_Exercise directions_
Quote all of the entries below word for word, keeping every line and coordinate unchanged.

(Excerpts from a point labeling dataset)
•••

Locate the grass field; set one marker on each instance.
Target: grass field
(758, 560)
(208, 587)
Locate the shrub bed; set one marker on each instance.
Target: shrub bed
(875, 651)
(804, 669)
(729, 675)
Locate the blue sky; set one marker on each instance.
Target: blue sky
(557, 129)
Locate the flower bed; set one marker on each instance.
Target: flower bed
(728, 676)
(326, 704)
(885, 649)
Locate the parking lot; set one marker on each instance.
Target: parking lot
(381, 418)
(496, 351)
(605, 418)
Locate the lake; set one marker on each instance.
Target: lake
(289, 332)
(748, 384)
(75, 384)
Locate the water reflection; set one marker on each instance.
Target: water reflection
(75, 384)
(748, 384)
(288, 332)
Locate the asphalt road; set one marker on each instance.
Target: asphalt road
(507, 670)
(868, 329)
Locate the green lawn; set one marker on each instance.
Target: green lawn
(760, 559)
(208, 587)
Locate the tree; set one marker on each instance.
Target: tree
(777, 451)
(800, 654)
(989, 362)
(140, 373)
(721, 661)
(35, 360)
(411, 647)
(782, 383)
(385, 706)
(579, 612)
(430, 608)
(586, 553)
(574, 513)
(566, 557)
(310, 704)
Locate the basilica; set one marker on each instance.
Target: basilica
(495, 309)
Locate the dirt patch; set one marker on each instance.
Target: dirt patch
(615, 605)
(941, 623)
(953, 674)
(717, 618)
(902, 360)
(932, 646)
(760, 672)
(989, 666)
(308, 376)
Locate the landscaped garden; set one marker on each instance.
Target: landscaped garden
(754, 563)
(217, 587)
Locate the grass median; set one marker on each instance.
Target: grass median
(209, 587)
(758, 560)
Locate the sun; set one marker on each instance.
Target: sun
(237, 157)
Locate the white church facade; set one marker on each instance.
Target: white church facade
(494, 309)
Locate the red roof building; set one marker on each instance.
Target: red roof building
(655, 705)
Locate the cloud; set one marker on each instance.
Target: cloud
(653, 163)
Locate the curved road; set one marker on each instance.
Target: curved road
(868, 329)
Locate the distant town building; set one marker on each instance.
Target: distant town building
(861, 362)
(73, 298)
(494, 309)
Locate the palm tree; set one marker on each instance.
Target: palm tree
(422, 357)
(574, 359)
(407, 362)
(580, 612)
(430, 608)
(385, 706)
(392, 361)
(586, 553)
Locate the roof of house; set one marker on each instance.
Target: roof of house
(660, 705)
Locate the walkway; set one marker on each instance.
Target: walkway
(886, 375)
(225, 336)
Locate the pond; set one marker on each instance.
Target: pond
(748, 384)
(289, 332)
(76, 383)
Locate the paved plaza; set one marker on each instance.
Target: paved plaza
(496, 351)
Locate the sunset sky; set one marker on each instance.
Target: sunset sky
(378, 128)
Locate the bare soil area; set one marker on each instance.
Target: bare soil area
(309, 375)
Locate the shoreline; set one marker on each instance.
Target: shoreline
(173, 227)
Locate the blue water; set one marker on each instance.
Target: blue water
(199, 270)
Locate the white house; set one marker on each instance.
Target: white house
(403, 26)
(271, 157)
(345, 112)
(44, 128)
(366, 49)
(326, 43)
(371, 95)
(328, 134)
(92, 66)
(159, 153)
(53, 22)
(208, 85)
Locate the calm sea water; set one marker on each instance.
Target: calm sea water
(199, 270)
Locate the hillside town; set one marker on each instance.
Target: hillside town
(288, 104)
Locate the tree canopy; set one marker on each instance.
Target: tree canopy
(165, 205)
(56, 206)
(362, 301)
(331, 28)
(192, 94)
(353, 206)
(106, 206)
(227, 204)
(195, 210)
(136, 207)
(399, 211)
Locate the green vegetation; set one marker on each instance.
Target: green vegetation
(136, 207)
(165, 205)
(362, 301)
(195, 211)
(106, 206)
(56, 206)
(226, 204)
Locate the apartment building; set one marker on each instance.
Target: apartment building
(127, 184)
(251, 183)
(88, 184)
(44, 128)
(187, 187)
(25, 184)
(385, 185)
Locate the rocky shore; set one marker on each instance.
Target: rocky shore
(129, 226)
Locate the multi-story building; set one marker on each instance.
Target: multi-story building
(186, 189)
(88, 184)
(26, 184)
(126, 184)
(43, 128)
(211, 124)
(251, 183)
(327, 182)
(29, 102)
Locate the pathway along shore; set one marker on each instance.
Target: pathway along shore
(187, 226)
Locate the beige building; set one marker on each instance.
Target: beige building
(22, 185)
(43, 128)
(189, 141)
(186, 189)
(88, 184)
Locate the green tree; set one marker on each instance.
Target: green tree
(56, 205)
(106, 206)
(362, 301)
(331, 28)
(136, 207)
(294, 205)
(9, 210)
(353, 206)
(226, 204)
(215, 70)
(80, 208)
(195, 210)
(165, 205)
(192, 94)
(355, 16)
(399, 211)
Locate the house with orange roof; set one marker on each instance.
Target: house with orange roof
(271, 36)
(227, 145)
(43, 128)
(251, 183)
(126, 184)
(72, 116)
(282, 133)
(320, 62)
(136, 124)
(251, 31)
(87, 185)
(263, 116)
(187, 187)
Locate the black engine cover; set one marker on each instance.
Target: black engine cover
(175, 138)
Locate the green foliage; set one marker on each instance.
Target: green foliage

•••

_Correct output_
Locate the grass field; set one marker on each instance.
Target: grass field
(758, 560)
(208, 587)
Locate the shrub bed; set one marker on each instance.
Target: shrub bed
(875, 651)
(804, 669)
(729, 675)
Locate the blue sky; set one marker on each instance.
Target: blue sky
(557, 129)
Locate the flower bed; set one marker on each instance.
Target: flower bed
(728, 676)
(326, 704)
(885, 649)
Locate the parking lot; set one marker on each instance.
Target: parking lot
(381, 418)
(496, 351)
(605, 418)
Locate the lake; set one marker on each instance.
Target: lake
(289, 332)
(748, 384)
(75, 384)
Locate the water reflection; set one marker on each instance.
Target: water reflection
(75, 384)
(748, 384)
(288, 332)
Locate the asphalt road; set one marker on each instance.
Target: asphalt road
(507, 670)
(868, 329)
Locate the green lawn; set one marker on each instance.
Target: green lawn
(760, 559)
(208, 587)
Locate the tree; set one marker on each instance.
Target: tree
(777, 451)
(800, 654)
(989, 362)
(140, 373)
(721, 661)
(35, 360)
(411, 647)
(782, 383)
(385, 706)
(579, 612)
(430, 608)
(586, 553)
(574, 513)
(566, 557)
(310, 704)
Locate the basilica; set one marker on each instance.
Target: basilica
(495, 309)
Locate the dirt patch; set one marker on each instance.
Target: dirt patch
(615, 605)
(941, 623)
(953, 674)
(717, 618)
(902, 360)
(932, 646)
(760, 672)
(989, 666)
(308, 376)
Locate the landscaped garden; set one marker on each instance.
Target: landscaped garden
(754, 563)
(217, 587)
Locate the grass median; set one marker on each instance.
Target: grass median
(209, 587)
(758, 560)
Locate the sun; set one marker on each instance.
Target: sun
(237, 157)
Locate the white church facade; set one marker on each instance.
Target: white church facade
(494, 309)
Locate the red roof building; set one marker on each instance.
Target: red roof building
(655, 705)
Locate the cloud; set one marker on each instance.
Target: cloud
(653, 163)
Locate the curved road; set one marker on each instance.
Target: curved road
(868, 329)
Locate the distant town building; set one marker on each instance.
Target: distant town building
(861, 362)
(73, 298)
(494, 309)
Locate the palm tree; set one marker on each instance.
Target: palm tree
(422, 357)
(574, 359)
(407, 362)
(580, 612)
(430, 608)
(385, 706)
(392, 361)
(586, 553)
Locate the roof of house; set one marker on each instance.
Target: roof of house
(660, 705)
Locate the walkway; set one marker on each instance.
Target: walkway
(886, 375)
(225, 336)
Locate the pond; set one marker on each instance.
Target: pond
(748, 384)
(289, 332)
(76, 383)
Locate the paved plaza; set one marker on each instance.
Target: paved plaza
(496, 351)
Locate the sunset sky; set one marker on each instance.
Target: sunset sky
(378, 128)
Locate the bare soil area; set one marker on each instance.
Target: bare soil area
(309, 375)
Locate the shoreline; set one marker on each instance.
Target: shoreline
(173, 227)
Locate the blue water; set one marker on each instance.
Target: blue water
(199, 270)
Locate the white house; set one marker on each instance.
Target: white house
(403, 26)
(271, 157)
(345, 112)
(44, 128)
(366, 49)
(326, 43)
(371, 95)
(328, 134)
(92, 66)
(159, 153)
(53, 22)
(208, 85)
Locate the calm sea water; set one marker on each instance.
Target: calm sea water
(199, 270)
Locate the hillside town; set one marker on each instance.
Target: hillside town
(288, 104)
Locate the tree canopy; set one marker on each instance.
Target: tree canopy
(165, 205)
(56, 206)
(362, 301)
(331, 28)
(192, 94)
(353, 206)
(106, 206)
(227, 204)
(195, 210)
(136, 207)
(399, 211)
Locate the green vegetation; set one marker on each instance.
Target: green vegetation
(136, 207)
(165, 205)
(362, 301)
(195, 211)
(106, 206)
(56, 206)
(226, 204)
Locate the apartment building; set one marker on each instance.
Target: apartment building
(127, 184)
(251, 183)
(88, 184)
(44, 128)
(187, 187)
(25, 184)
(385, 185)
Locate the rocky shore; set one marker on each instance.
Target: rocky shore
(129, 226)
Locate the multi-story building; set one marker on each instance.
Target: multi-story building
(186, 189)
(88, 184)
(26, 184)
(126, 184)
(43, 128)
(211, 124)
(251, 183)
(327, 182)
(29, 102)
Locate the pathway along shore; set one marker on each instance.
Target: pathway along shore
(187, 226)
Locate the beige building; set one marker on each instance.
Target: beige building
(22, 185)
(43, 128)
(189, 141)
(186, 189)
(88, 184)
Locate the green tree; set one marker on each instance.
Target: green tree
(56, 205)
(106, 206)
(362, 301)
(331, 28)
(136, 207)
(294, 205)
(9, 210)
(353, 206)
(226, 204)
(215, 70)
(80, 208)
(195, 210)
(165, 205)
(192, 94)
(355, 16)
(399, 211)
Locate the house with orange roof; set one marker on each instance.
Target: house with orange roof
(271, 36)
(227, 145)
(43, 128)
(251, 183)
(126, 184)
(72, 116)
(282, 133)
(320, 62)
(136, 124)
(251, 31)
(87, 185)
(263, 116)
(187, 187)
Locate the black engine cover; set one marker on each instance.
Target: black engine cover
(175, 138)
Locate the green foliage; set one marker on each instance.
Target: green foliage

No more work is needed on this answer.